**** Provided information ****
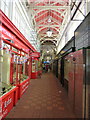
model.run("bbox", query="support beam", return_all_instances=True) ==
[37,26,59,33]
[29,6,69,17]
[41,39,56,45]
[36,24,60,28]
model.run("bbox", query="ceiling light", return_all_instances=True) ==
[48,17,51,23]
[47,29,52,37]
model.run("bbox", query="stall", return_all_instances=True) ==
[31,52,40,79]
[0,11,36,119]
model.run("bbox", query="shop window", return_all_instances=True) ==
[0,49,12,95]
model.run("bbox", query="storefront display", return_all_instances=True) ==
[0,11,36,119]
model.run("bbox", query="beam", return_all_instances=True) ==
[36,24,60,28]
[30,6,69,17]
[38,34,58,38]
[39,35,57,41]
[41,40,56,45]
[37,26,59,33]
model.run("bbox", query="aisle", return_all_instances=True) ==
[7,73,74,118]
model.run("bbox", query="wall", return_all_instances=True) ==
[0,0,40,51]
[57,0,90,53]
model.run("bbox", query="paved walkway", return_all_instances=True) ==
[7,73,75,118]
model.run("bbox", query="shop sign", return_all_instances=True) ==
[21,81,29,95]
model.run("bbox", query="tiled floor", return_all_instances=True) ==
[7,73,75,118]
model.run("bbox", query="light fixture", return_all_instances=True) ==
[47,28,52,37]
[48,16,51,23]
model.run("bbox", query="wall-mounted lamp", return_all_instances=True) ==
[47,28,52,37]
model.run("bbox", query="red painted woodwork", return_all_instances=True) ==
[18,78,30,99]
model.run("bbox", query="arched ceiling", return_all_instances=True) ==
[27,0,69,45]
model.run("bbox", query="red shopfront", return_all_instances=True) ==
[0,11,35,119]
[31,52,40,79]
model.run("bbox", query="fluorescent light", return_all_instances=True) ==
[48,18,51,22]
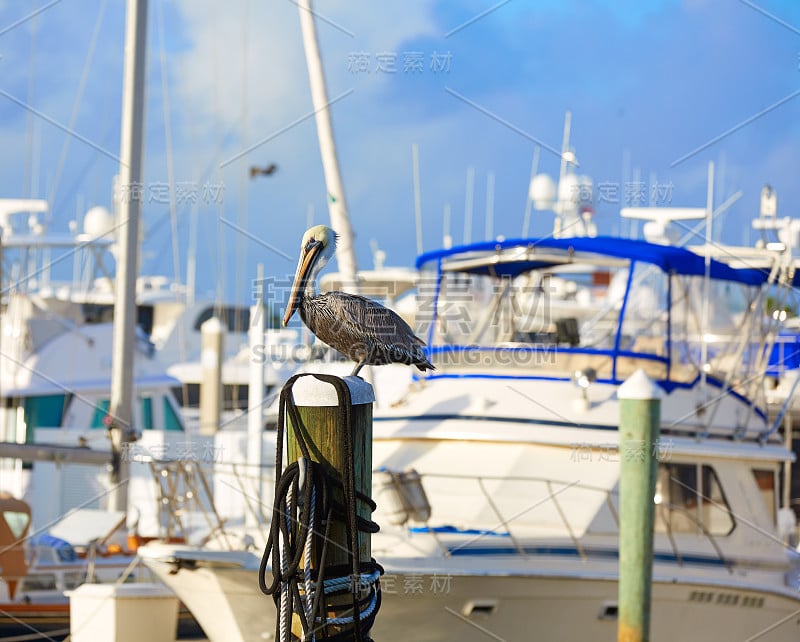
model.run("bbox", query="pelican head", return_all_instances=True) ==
****
Copy every line of the listing above verbatim, leaving out the picture lines.

model.run("bbox", query="support beam", return_all_instances=True) ==
[37,26,59,33]
[29,6,69,17]
[41,39,56,45]
[36,24,60,28]
model.run("bbox", query="ceiling light", return_all_instances=True) ==
[48,17,51,23]
[47,29,52,37]
model.run("bbox", query="stall", return_all_instances=True) ==
[31,52,40,79]
[0,11,36,119]
model.run("bbox", query="shop window", return_all_instances=True) ==
[0,49,12,95]
model.run("bbox", query="storefront display", return_all_instances=True) ==
[0,11,36,119]
model.run("bbox", query="beam", return_all_instances=True) ==
[36,24,60,28]
[30,6,69,17]
[38,34,58,38]
[39,35,57,41]
[41,40,56,45]
[37,26,59,33]
model.run("bbox", query="aisle", return_all_instances=True) ==
[7,73,74,118]
model.run("bbox", query="wall", return_all_instances=True) ==
[0,0,40,51]
[57,0,90,53]
model.run("bbox", query="paved walkway", return_all_instances=True) ==
[7,73,75,118]
model.run("bbox", query="shop sign", return_all_instances=True) ==
[21,81,29,95]
model.run("bbox", query="tiled floor", return_all_instances=True) ==
[7,73,75,118]
model.run("bbox", query="light fixture", return_all_instances=True) ==
[47,28,52,37]
[48,16,51,23]
model.run("bbox", query="wall-mounted lamp", return_all_instances=True) ==
[47,28,52,37]
model.run("bbox", query="red painted woodwork", return_all_instances=True) ==
[18,78,30,99]
model.run("bbox", query="arched ceiling", return_all_instances=True) ==
[27,0,69,45]
model.run("bbox", query="red shopfront", return_all_instances=True) ==
[0,11,35,119]
[31,52,40,79]
model.run("bbox", query="fluorescent light", return_all_instances=True) ==
[48,18,51,22]
model.run("bbox", query="pelican head", return_all_instances=True) ==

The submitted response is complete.